Copy every one of the records below line for line, without changing anything.
+++
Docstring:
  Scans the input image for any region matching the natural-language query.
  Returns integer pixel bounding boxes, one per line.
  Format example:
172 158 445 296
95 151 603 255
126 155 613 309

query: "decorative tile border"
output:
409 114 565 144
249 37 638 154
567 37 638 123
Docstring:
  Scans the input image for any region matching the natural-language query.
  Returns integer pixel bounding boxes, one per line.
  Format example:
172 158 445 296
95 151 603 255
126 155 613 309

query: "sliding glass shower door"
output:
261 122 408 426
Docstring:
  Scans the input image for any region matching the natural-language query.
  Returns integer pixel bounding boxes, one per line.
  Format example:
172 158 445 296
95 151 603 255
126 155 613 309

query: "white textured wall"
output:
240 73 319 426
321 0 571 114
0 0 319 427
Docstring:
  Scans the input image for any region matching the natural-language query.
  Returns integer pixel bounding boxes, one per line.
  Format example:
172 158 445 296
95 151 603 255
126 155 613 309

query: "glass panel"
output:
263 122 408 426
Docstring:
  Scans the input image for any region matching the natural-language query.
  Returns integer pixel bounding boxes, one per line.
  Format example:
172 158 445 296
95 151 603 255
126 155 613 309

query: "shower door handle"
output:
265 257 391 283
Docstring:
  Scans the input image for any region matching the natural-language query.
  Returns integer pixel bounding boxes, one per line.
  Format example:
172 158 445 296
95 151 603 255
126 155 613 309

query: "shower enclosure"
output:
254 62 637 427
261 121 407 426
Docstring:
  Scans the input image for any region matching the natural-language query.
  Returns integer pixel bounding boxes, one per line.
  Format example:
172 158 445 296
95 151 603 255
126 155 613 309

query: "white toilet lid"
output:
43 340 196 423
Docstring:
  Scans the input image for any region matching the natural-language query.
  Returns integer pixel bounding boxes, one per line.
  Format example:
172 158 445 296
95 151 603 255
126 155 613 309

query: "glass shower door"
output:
+++
■ EXERCISE OUTPUT
Docstring:
  Scans the input image for any region matching the natural-language query.
  Returns integer pixel bounding boxes, one per line.
  Format example:
172 158 445 296
95 151 603 255
126 155 613 309

query: "decorative tile border"
output:
409 114 565 144
249 37 638 154
567 37 638 123
Docstring:
  Scans the input image for any region matching the natural-language query.
  Returns integer pixel bounding boxes, one per line.
  Format example:
172 158 445 296
95 151 603 255
126 155 613 309

query: "sliding glass shower door"
output:
261 122 408 426
Docstring:
  Scans the input image for any region matching the natural-language query.
  Returns integer pixel bounding boxes, one per line.
  Format example:
172 158 445 296
95 151 603 255
126 155 613 309

query: "white textured wall"
output:
240 73 319 426
321 0 571 114
0 0 319 427
Docstring:
  Scans the input image for any region matching the natural-language query.
  Returns integer pixel bounding boxes, one per line.
  Format example:
172 158 445 296
95 151 603 255
126 155 613 309

query: "glass panel"
output:
263 122 408 426
Docstring:
  Scans the input image for any region matching the natural-language query.
  Returns integer pixel bounding boxes, one per line.
  Format example:
172 158 445 296
95 151 603 255
126 155 613 309

query: "shower door handle"
output:
265 257 391 283
Docstring:
  Scans the input image for any region matching the natural-language query.
  Returns integer pixel bounding boxes, one per line.
  Format example:
172 158 445 296
95 151 603 255
126 155 613 309

query: "shower enclosure"
output:
254 62 637 427
261 121 407 426
Docstring:
  Scans the input image for any region matching the natural-language query.
  Returns integer pixel bounding boxes, one per line.
  Format example:
172 158 445 296
95 151 603 255
126 155 613 309

query: "white toilet lid"
output:
43 340 196 423
Docstring:
  Scans the input image for any region matching the natural-language query.
  Returns integer pixel bounding boxes, one per line.
  Format example:
172 158 445 296
95 151 603 255
126 155 613 309

query: "glass shower door"
output:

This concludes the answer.